Please repeat, exactly as written, the line containing "of the pool" and every line after it through the end of the records below.
*** DATASET RECORDS ***
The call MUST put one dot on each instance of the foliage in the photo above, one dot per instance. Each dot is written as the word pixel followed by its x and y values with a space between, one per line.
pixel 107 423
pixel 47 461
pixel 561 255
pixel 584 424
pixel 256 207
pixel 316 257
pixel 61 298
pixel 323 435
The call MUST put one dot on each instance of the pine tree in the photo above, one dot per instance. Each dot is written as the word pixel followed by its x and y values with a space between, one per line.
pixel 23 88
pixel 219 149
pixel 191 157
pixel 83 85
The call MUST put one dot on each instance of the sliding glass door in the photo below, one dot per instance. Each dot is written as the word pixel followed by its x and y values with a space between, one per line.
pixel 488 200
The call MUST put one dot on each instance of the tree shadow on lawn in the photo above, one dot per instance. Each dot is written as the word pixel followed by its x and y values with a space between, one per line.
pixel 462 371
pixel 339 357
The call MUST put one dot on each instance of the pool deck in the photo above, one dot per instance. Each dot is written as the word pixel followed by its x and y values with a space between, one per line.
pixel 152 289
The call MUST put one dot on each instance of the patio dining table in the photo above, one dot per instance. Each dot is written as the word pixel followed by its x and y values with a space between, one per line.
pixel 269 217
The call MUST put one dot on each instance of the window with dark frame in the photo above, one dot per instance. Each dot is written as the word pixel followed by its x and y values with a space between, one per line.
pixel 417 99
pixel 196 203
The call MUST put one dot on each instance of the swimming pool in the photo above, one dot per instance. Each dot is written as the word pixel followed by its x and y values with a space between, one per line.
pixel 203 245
*** End of DATASET RECORDS ***
(FINAL ANSWER)
The call MUST put one dot on each instance of the pool deck in the photo above, one dot per instance. Each dot is written as the word pixel followed by its x and y values with a space between, one per line.
pixel 152 289
The call MUST put one dot on each instance of the patio dining table in the photo above, one dot per instance. Each dot is written as the word pixel followed by its x and y values with a space between, one per line.
pixel 269 217
The call MUST put one dot on each instance of the window with dark frame in the photo above, one dot per instance. Each dot is written as the word pixel followed by its x and y values with a space between, one per line.
pixel 417 99
pixel 196 203
The call MUST put one dot on each instance of the swimming pool in the photo above, one dot per instance. Each dot is written as the word pixel followed by its x and y values with a space between, one per line.
pixel 203 245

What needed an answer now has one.